Collected data:
□ □ □ □ □

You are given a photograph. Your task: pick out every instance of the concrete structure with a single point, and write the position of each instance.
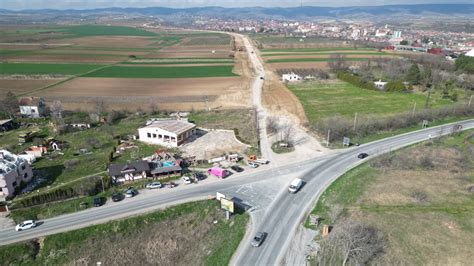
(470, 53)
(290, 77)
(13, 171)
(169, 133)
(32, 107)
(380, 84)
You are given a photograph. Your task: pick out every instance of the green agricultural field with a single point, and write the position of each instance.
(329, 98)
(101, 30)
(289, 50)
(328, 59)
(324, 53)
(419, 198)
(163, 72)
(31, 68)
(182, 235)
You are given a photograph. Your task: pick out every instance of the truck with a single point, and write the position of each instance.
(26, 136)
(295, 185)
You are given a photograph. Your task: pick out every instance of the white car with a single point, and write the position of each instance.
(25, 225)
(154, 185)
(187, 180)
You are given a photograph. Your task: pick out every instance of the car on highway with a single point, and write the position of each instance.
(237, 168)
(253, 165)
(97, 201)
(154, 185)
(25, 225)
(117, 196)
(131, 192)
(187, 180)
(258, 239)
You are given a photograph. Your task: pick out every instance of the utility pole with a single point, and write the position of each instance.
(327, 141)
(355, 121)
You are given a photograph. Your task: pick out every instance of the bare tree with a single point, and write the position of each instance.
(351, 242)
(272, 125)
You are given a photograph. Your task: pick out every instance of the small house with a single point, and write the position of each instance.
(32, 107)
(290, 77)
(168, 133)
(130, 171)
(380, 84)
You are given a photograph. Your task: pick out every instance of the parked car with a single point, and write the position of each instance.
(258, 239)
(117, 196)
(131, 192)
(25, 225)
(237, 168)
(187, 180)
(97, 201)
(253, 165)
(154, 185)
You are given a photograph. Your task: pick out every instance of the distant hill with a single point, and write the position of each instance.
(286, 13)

□ □ □ □ □

→ WHAT IS NEEDED: Quote the material word for word, dropping any images it holds.

→ FULL RESPONSE:
You are given a photograph. Your task: pick out every instance of the concrete structure with a single point, and write the position of each instance.
(470, 53)
(290, 77)
(13, 171)
(169, 133)
(32, 107)
(380, 84)
You are given a photograph. Your task: pick out every instance of the green agricultural field with a single point, and write the position of each instance.
(329, 98)
(101, 30)
(289, 50)
(328, 59)
(324, 53)
(419, 198)
(163, 72)
(31, 68)
(182, 235)
You are given a photograph. Your task: pick out every instance of the truck with a single point, and write the position of each instance.
(26, 136)
(295, 185)
You are given a photograph. Your task: pick out every instance of the white car with a single point, and write the position of each instance.
(25, 225)
(154, 185)
(187, 180)
You are given a photograph. Your task: pick out every instance of the car on highway with a single point, and write the position of each instance.
(237, 168)
(253, 165)
(97, 201)
(154, 185)
(25, 225)
(117, 196)
(131, 192)
(187, 180)
(258, 239)
You are given a photograph. Your task: pick out every instance of the utility pole with a single point, and write the position of each instance.
(327, 141)
(355, 121)
You are given a photograph. Your task: pick out every instance of the bare tree with a single point, and write the position of each instance.
(351, 242)
(272, 125)
You are given a photograph. Your task: pick out every instance of the small house with a single point, and write the position of each instance.
(32, 107)
(290, 77)
(168, 133)
(130, 171)
(380, 84)
You are given a photograph. Your task: pick out every instance of the parked car with a single point, and write the position of each instance.
(258, 239)
(117, 196)
(131, 192)
(25, 225)
(237, 168)
(187, 180)
(97, 201)
(253, 165)
(154, 185)
You are given a photograph. Your task: pick out every instance of the distant hill with a single point, and write the position of each instance.
(286, 13)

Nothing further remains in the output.